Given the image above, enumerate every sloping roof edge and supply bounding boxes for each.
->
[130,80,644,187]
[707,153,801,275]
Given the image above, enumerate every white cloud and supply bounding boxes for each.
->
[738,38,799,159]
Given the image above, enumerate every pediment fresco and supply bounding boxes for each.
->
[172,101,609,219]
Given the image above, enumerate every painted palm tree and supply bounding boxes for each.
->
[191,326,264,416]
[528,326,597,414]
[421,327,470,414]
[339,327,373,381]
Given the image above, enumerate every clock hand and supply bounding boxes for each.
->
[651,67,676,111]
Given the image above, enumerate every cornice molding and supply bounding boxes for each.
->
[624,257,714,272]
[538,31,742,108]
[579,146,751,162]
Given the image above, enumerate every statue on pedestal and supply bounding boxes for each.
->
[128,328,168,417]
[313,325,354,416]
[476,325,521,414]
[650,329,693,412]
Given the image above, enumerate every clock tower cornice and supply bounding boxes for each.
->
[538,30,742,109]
______________________________
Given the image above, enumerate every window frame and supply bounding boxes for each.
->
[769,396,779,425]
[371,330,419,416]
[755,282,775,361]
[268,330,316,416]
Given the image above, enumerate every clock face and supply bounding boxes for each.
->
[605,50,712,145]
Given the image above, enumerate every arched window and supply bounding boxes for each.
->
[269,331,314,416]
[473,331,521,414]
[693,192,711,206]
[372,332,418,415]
______________________________
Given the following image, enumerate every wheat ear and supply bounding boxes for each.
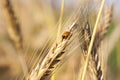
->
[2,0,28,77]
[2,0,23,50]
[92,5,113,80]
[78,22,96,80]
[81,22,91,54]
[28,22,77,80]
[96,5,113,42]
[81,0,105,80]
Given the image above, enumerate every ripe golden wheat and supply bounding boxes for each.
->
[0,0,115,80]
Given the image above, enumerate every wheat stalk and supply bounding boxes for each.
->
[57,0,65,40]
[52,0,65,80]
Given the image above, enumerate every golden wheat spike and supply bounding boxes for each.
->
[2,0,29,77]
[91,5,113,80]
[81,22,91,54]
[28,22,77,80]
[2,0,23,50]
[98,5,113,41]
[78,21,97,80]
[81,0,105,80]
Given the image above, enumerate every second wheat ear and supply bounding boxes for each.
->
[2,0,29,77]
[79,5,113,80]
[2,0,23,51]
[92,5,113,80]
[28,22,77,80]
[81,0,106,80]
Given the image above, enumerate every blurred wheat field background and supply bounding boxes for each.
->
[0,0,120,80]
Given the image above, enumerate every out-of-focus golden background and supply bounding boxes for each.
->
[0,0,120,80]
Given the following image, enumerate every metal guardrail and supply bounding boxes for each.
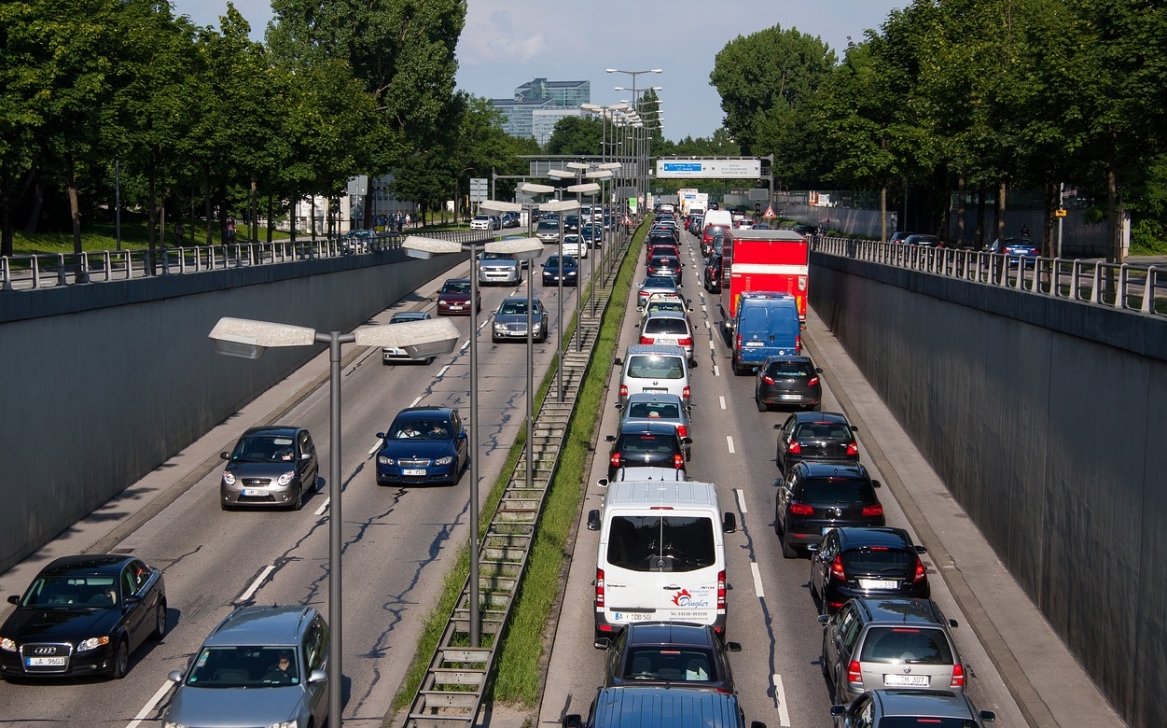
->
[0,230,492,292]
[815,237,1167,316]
______________________________
Exercise details. Repeat the entries above verbatim, but only from the line that has "Given the image above, enumerate every sloping" down to the line that has "Given the image above, enumerate every painted", inclusive.

Task response.
Given the image above, enumerate every sloping roof edge and supply bounding boxes for each.
->
[130,80,644,187]
[707,153,801,275]
Given the image above, enumerate every white cloud and supply bounding boxes for each.
->
[738,38,799,159]
Given the image above, enumerate every pediment fresco and supply bounding boxes for each.
->
[172,101,609,219]
Given the image above, enumerate every painted palm tree and supply bounding boxes for each.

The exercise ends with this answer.